#### Data:
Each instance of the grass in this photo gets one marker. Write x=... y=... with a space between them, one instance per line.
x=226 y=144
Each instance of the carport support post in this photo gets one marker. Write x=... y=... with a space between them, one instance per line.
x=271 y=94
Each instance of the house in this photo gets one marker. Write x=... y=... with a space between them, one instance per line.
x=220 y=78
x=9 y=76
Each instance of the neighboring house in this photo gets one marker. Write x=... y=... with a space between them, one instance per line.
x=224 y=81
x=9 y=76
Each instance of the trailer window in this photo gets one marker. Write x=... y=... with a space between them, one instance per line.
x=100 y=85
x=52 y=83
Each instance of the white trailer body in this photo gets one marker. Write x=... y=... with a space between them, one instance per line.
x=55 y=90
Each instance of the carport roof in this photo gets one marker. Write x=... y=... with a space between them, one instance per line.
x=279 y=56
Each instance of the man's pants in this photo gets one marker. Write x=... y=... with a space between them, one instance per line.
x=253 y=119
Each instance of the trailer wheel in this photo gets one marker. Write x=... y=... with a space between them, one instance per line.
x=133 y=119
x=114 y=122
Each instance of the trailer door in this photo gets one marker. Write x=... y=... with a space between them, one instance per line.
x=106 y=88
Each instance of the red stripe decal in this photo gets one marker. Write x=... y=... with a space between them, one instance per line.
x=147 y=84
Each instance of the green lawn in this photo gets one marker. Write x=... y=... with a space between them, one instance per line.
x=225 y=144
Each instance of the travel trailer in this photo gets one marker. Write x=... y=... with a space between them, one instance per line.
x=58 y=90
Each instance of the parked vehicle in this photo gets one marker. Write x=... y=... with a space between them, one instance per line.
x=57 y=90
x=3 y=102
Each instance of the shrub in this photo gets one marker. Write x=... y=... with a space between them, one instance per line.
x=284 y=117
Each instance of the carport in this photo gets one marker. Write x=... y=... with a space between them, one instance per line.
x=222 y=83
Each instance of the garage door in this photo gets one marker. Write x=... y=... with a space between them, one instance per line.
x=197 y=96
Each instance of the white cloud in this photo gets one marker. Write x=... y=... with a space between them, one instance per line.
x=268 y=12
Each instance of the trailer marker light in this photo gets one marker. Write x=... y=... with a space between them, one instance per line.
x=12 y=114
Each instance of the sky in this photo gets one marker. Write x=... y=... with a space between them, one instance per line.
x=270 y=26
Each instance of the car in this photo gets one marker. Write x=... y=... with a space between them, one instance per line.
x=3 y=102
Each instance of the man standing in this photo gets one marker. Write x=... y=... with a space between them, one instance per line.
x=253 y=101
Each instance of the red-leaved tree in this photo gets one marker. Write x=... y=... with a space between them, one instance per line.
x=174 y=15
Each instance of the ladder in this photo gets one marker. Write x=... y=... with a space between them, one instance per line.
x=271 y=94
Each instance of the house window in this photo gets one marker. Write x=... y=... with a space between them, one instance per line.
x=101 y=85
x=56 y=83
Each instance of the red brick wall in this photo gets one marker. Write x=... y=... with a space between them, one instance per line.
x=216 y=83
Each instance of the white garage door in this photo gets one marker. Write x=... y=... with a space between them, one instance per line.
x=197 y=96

---

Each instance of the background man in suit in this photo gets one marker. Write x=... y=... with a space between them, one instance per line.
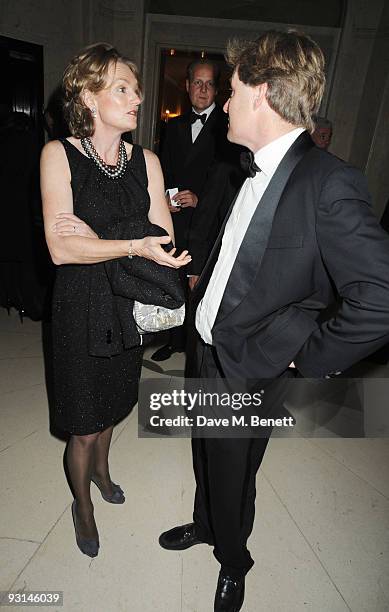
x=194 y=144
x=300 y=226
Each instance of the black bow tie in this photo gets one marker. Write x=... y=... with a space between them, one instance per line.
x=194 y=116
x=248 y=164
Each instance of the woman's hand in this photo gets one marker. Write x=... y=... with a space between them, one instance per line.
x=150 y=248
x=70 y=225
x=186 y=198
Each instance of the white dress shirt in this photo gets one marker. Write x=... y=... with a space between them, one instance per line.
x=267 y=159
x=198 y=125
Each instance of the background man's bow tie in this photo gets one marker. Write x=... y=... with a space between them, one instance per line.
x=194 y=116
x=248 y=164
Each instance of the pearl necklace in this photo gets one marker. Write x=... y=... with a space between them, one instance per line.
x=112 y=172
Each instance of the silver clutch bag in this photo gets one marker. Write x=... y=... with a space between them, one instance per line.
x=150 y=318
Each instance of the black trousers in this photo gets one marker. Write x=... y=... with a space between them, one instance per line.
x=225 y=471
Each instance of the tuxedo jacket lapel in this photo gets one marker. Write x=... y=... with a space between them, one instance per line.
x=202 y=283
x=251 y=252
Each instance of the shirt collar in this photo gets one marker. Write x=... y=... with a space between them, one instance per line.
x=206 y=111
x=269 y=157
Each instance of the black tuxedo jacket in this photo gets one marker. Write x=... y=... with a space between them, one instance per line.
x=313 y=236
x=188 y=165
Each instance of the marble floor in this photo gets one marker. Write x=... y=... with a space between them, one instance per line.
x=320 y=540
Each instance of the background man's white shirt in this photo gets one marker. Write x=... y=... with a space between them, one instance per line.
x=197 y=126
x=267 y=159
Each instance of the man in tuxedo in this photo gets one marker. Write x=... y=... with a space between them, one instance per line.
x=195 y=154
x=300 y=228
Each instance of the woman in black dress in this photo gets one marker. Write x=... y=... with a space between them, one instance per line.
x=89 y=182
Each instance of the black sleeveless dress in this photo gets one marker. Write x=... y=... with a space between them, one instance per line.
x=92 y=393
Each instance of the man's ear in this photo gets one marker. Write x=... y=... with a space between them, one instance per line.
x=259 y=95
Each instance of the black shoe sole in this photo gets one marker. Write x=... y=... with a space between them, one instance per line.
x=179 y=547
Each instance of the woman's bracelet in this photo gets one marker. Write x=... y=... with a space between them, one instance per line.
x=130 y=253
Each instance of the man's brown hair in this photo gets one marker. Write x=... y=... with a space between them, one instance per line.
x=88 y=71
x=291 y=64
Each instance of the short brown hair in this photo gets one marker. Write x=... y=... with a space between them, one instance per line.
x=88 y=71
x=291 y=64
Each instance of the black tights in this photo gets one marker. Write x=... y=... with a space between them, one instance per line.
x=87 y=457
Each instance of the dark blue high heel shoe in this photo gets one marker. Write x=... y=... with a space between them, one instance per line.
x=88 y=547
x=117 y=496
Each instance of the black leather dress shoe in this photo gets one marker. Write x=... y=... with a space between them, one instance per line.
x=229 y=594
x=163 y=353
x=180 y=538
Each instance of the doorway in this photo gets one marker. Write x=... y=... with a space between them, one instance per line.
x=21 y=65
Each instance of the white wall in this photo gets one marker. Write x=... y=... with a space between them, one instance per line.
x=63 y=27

* * *

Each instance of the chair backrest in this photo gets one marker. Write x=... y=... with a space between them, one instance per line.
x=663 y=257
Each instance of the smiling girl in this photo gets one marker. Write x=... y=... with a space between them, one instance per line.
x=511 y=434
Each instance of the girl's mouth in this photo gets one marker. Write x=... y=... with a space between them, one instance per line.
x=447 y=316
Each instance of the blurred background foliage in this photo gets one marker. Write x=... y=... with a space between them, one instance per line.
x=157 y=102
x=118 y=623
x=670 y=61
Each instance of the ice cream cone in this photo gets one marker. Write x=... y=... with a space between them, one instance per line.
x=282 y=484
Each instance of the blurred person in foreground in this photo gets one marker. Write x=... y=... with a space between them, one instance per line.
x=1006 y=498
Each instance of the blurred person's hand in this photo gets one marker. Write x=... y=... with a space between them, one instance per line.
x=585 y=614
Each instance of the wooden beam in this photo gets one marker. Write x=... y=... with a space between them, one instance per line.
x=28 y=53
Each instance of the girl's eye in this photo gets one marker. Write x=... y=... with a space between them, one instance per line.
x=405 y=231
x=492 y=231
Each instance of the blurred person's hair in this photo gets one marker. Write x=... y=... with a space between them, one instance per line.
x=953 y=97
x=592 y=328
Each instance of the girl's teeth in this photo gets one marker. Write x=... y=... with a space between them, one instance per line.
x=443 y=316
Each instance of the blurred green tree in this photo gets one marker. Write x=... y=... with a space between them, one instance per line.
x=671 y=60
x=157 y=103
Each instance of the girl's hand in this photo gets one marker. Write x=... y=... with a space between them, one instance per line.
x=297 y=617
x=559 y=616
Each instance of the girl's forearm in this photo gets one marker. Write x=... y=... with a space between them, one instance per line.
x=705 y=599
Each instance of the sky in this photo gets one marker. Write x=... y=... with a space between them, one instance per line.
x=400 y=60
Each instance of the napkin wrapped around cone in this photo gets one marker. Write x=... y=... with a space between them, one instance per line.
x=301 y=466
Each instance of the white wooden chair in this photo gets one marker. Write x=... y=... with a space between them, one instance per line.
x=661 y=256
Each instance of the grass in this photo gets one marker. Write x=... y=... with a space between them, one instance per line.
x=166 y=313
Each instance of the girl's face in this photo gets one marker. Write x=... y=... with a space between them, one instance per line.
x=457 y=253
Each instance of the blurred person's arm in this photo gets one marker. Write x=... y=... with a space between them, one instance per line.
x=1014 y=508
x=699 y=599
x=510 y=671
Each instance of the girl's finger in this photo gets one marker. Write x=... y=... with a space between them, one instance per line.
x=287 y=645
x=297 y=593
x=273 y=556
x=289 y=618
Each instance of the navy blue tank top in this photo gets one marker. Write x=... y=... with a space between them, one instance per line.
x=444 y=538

#### Required work:
Copy the lines word for word, from the line with "Each instance of the navy" up to and including the line with "x=444 y=538".

#### Exercise result:
Each instance of the navy blue tank top in this photo gets one marker. Write x=... y=... with a space between them, one instance per line.
x=444 y=538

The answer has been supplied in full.